>> BEGIN

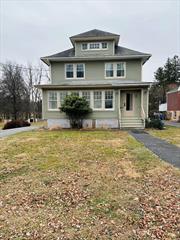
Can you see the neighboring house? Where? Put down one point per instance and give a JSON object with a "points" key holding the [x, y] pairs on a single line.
{"points": [[107, 75], [173, 104], [163, 107]]}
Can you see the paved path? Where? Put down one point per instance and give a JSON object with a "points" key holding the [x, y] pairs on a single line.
{"points": [[8, 132], [171, 123], [166, 151]]}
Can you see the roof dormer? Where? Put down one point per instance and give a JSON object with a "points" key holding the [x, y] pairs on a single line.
{"points": [[95, 35]]}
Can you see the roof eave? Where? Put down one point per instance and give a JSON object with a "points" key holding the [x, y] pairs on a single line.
{"points": [[89, 58], [45, 60], [137, 85], [80, 39]]}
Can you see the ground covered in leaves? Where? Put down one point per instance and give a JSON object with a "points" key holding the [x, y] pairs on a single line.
{"points": [[75, 185], [170, 134]]}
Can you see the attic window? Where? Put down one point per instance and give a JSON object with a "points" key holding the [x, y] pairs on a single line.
{"points": [[94, 46]]}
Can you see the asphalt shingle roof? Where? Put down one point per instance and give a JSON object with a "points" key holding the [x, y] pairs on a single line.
{"points": [[94, 33], [119, 51]]}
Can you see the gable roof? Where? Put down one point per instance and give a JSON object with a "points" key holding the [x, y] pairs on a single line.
{"points": [[94, 33], [119, 52]]}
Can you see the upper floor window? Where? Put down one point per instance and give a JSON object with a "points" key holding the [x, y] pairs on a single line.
{"points": [[80, 70], [109, 70], [69, 71], [52, 100], [104, 45], [115, 70], [84, 46], [75, 70], [94, 46], [86, 95]]}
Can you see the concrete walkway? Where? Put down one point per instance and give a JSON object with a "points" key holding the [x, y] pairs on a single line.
{"points": [[171, 123], [164, 150], [8, 132]]}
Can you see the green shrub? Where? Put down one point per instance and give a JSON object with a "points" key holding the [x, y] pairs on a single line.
{"points": [[154, 123], [76, 108], [16, 124]]}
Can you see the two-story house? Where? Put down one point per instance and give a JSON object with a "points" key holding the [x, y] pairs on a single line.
{"points": [[107, 75]]}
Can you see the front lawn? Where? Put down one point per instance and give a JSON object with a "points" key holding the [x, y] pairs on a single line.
{"points": [[170, 134], [76, 185]]}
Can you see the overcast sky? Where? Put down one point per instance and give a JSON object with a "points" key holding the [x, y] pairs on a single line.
{"points": [[30, 29]]}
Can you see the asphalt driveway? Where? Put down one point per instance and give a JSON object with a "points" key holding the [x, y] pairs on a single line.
{"points": [[172, 124], [164, 150], [8, 132]]}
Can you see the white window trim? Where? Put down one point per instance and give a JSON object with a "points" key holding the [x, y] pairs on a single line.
{"points": [[114, 70], [74, 71], [80, 95], [95, 49], [53, 109]]}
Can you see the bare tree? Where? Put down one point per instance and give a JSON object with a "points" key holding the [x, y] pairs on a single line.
{"points": [[34, 77], [13, 90]]}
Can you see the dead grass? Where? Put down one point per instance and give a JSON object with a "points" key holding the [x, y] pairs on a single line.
{"points": [[83, 185], [170, 134]]}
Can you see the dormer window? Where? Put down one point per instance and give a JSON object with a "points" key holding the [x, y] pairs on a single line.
{"points": [[76, 70], [104, 45], [94, 46]]}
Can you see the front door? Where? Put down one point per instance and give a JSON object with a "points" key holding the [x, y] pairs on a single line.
{"points": [[130, 103]]}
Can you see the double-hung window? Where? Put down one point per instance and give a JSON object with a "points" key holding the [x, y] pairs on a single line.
{"points": [[86, 95], [75, 70], [97, 99], [84, 46], [109, 70], [113, 70], [62, 96], [69, 71], [104, 45], [75, 93], [52, 100], [94, 45], [80, 70], [108, 99], [120, 70]]}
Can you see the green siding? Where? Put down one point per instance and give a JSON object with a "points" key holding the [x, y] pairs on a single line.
{"points": [[95, 70], [94, 115]]}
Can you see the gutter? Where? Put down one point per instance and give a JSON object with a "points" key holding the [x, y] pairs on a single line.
{"points": [[104, 58]]}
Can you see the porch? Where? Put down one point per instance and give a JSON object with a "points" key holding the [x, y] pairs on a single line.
{"points": [[132, 108]]}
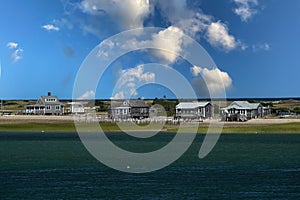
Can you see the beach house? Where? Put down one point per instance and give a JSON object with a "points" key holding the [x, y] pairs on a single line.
{"points": [[135, 109], [194, 110], [243, 110], [46, 105]]}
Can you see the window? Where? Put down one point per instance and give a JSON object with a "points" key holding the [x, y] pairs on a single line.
{"points": [[51, 100]]}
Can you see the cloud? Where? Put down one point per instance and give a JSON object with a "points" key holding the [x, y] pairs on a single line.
{"points": [[128, 13], [104, 18], [129, 81], [88, 95], [16, 55], [180, 15], [218, 36], [12, 45], [170, 38], [245, 9], [50, 27], [210, 81], [263, 47]]}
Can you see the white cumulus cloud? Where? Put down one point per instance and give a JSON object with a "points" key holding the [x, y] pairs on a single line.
{"points": [[245, 9], [129, 13], [171, 39], [263, 47], [217, 35], [16, 55], [129, 80], [50, 27], [210, 81], [12, 45], [88, 95]]}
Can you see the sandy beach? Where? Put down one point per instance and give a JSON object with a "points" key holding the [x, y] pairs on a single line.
{"points": [[20, 119]]}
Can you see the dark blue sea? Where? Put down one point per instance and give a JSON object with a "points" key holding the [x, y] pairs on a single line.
{"points": [[241, 166]]}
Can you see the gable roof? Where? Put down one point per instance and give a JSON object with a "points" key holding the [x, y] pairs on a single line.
{"points": [[42, 100], [243, 105], [191, 105], [129, 103]]}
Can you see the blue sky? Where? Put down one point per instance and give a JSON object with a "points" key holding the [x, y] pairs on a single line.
{"points": [[254, 45]]}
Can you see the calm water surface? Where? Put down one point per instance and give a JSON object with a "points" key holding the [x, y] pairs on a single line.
{"points": [[241, 166]]}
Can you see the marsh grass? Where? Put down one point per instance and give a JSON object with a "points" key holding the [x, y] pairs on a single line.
{"points": [[111, 127]]}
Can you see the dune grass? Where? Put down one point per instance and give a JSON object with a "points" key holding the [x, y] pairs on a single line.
{"points": [[111, 127]]}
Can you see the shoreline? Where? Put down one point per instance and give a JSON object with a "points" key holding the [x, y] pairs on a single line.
{"points": [[34, 123]]}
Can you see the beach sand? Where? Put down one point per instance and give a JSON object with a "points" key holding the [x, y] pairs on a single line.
{"points": [[20, 119]]}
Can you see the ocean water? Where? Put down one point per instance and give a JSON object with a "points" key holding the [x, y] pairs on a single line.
{"points": [[241, 166]]}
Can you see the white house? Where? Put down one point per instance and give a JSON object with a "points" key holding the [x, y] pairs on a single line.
{"points": [[46, 105], [245, 109], [194, 110], [77, 108]]}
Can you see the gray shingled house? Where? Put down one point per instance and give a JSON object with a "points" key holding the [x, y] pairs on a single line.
{"points": [[126, 109], [194, 110], [248, 110], [46, 105]]}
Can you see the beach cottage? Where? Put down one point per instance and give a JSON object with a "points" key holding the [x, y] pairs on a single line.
{"points": [[46, 105], [135, 109], [242, 111], [194, 110]]}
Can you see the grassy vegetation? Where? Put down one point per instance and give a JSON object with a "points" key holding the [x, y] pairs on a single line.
{"points": [[110, 127]]}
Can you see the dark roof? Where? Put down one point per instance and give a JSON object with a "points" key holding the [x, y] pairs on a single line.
{"points": [[138, 103], [129, 103]]}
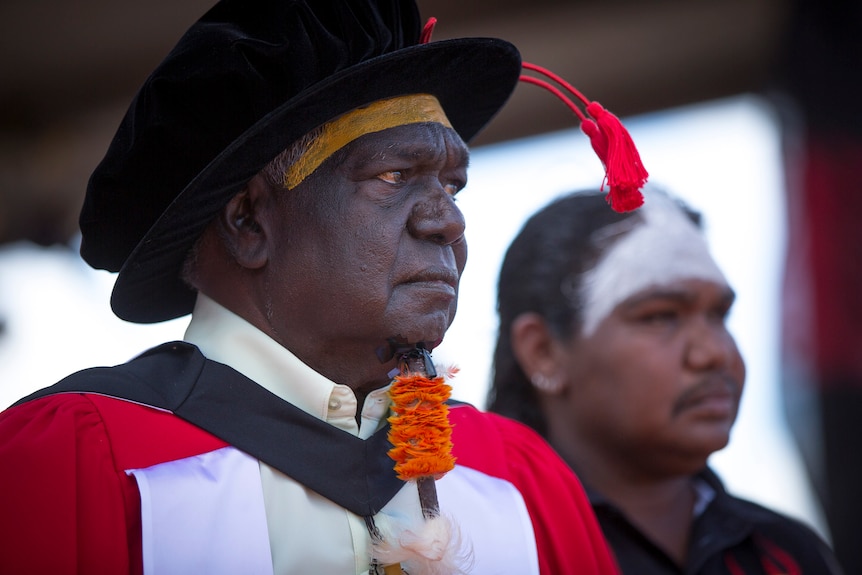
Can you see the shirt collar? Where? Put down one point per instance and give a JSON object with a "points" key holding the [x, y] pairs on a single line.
{"points": [[227, 338]]}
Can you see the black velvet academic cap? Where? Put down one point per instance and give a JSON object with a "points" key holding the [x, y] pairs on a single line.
{"points": [[243, 83]]}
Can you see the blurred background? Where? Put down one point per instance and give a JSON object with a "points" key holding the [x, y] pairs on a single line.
{"points": [[748, 109]]}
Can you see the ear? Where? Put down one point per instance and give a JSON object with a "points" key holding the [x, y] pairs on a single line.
{"points": [[241, 223], [537, 351]]}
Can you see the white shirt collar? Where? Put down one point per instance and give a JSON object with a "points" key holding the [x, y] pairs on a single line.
{"points": [[227, 338]]}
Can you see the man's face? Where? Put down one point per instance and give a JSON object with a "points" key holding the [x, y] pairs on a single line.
{"points": [[370, 246], [658, 382]]}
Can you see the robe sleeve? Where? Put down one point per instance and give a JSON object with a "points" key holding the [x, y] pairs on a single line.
{"points": [[66, 508], [568, 536]]}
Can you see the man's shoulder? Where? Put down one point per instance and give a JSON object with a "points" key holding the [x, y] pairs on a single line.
{"points": [[161, 377], [501, 446]]}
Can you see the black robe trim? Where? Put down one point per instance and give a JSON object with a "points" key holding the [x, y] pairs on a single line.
{"points": [[356, 474]]}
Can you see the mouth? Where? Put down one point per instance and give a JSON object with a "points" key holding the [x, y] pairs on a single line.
{"points": [[442, 280], [716, 397]]}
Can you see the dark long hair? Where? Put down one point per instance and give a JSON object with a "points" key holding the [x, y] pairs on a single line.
{"points": [[542, 273]]}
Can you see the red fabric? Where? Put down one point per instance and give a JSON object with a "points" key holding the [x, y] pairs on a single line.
{"points": [[823, 277], [568, 535], [67, 504]]}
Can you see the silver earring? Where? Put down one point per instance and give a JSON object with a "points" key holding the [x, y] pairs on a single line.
{"points": [[547, 384]]}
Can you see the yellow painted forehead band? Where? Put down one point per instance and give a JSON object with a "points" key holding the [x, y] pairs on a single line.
{"points": [[375, 117]]}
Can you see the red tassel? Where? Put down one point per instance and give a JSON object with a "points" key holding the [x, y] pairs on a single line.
{"points": [[425, 37], [624, 172]]}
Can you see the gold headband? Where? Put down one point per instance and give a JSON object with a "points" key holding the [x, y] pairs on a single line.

>> END

- [WHAT IS REQUIRED] Beginning at the line that holds "Can you see the robe", reproduce each line of the records above down to and including the last one.

- [RESULT FOR THIS TASK]
Can you see the robe sleeve? Where? Put down one point per instance and give a JSON object with a "points" key holding the [x, y] pairs on a single line.
{"points": [[66, 508], [568, 536]]}
Can you see the man's shoulder? Where? Put down one point per instance and give a JSON object with a "points" key holding the [x, y] pairs on a single line.
{"points": [[161, 377], [501, 446]]}
Can you see the black robe trim? Where? Put down one point per instance and give a JSON object with a "points" key holding the [x, y] pairs on a single line.
{"points": [[356, 474]]}
Can you see the mouth? Where? Put down one point per instance and give a JSON object with a "points" key holding the [x, y] pairs on a single line.
{"points": [[442, 280], [716, 397]]}
Can you see the dark long hair? Where? Put down one point per instance and give a JSON object with a "points" key holding the [x, y] pairs on a single line.
{"points": [[542, 273]]}
Can you see the red fabric? Where? Put down one point per instance and give a JSON object with a "points" key holding the [x, y] pairs on a single line.
{"points": [[823, 277], [568, 535], [67, 504]]}
Can you see the silver earring? Where? Put down one point per instance and give a JSON object with a "points" key holding the [x, y] pairs on a single line.
{"points": [[547, 384]]}
Can you see the yellow painted forehead band? Where? Put down one point per instance and give a JSON object with a "points" key holding the [x, y] pairs on a single line.
{"points": [[375, 117]]}
Can you see the red tassel? Where? Put down one point per instance and give a JSON object with a "points" key holding the [x, y] pairs on a single line.
{"points": [[425, 37], [624, 172]]}
Can you see the gold headband? Where? Put down one point per instance and give a JSON object with a "points" key holding the [x, y] pairs on a single line.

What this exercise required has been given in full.